## YOUR INSTRUCTIONS
Lay out every line of the listing below as a numbered list, skipping blank lines and leaving the pictures out.

## RECORDS SHOWN
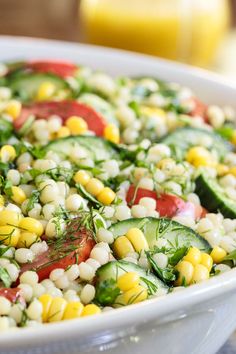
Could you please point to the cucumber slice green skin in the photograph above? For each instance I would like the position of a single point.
(100, 105)
(176, 234)
(97, 148)
(25, 85)
(212, 196)
(6, 130)
(183, 138)
(114, 269)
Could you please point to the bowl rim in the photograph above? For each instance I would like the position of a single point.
(153, 308)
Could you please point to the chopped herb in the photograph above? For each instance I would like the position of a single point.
(5, 277)
(167, 274)
(107, 292)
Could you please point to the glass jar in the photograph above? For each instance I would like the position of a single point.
(184, 30)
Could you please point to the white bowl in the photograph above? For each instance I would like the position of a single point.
(197, 320)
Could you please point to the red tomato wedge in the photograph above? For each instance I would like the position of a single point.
(168, 205)
(200, 109)
(12, 294)
(64, 109)
(73, 249)
(59, 68)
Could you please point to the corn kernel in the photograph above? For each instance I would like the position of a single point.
(122, 246)
(94, 186)
(199, 156)
(128, 281)
(9, 217)
(13, 108)
(232, 171)
(46, 301)
(207, 261)
(200, 273)
(63, 132)
(193, 256)
(81, 177)
(7, 153)
(233, 138)
(111, 133)
(164, 163)
(137, 238)
(18, 195)
(45, 91)
(76, 125)
(91, 309)
(9, 235)
(135, 295)
(73, 310)
(221, 169)
(56, 310)
(185, 270)
(27, 239)
(218, 254)
(31, 225)
(106, 196)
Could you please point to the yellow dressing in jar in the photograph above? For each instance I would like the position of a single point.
(184, 30)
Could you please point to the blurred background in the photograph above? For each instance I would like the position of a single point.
(199, 32)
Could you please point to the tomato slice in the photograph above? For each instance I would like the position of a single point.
(168, 205)
(73, 249)
(12, 294)
(64, 109)
(59, 68)
(200, 109)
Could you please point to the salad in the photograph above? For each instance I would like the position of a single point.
(113, 191)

## SOLUTION FOR THIS TASK
1. Could you please point to the cucumber slice green skin in the photograph above? For each instance I would like the position of a single point.
2. (100, 105)
3. (176, 234)
4. (97, 148)
5. (25, 85)
6. (212, 196)
7. (6, 130)
8. (183, 138)
9. (114, 269)
10. Could you please point to the bowl rim in the photograph above? For each instance I would like the position of a single point.
11. (153, 308)
12. Could you please point to the chopped herb in the photograph above? For each instance I would like the position of a single point.
13. (5, 277)
14. (167, 274)
15. (107, 292)
16. Could you please point to the glass jar in the photograph above? For each instance I would like the position of a single point.
17. (184, 30)
18. Could you please point to the white bowl in the photograph above? For each instance I would like the position of a single point.
19. (197, 320)
20. Could you please point to the red tomato wedge in the photograph above? For each instance I would like the position of a single point.
21. (168, 205)
22. (200, 109)
23. (12, 294)
24. (64, 109)
25. (73, 249)
26. (59, 68)
27. Could you please point to the corn kernel in the photograph above? For each instance I would like the position of a single point.
28. (122, 246)
29. (94, 186)
30. (199, 156)
31. (128, 281)
32. (9, 217)
33. (13, 108)
34. (232, 171)
35. (46, 301)
36. (207, 261)
37. (200, 273)
38. (63, 132)
39. (193, 256)
40. (81, 177)
41. (7, 153)
42. (233, 138)
43. (111, 133)
44. (164, 163)
45. (137, 238)
46. (18, 195)
47. (45, 91)
48. (76, 125)
49. (91, 309)
50. (9, 235)
51. (135, 295)
52. (73, 310)
53. (221, 169)
54. (56, 310)
55. (185, 270)
56. (27, 239)
57. (218, 254)
58. (31, 225)
59. (106, 196)
60. Could you please point to the yellow dressing in jar in the photograph above? For each instance I would like the position of a single point.
61. (184, 30)
62. Could you please point to the blurred background in the photograph above? For each instance I would like the position of a single point.
63. (199, 32)
64. Could you please point to the tomato slice in the photograph above? For each instance I would like the position of a single point.
65. (168, 205)
66. (73, 249)
67. (12, 294)
68. (64, 109)
69. (59, 68)
70. (200, 109)
71. Could you please point to the salad in the photograph above? For each instance I would like the position of a single point.
72. (113, 191)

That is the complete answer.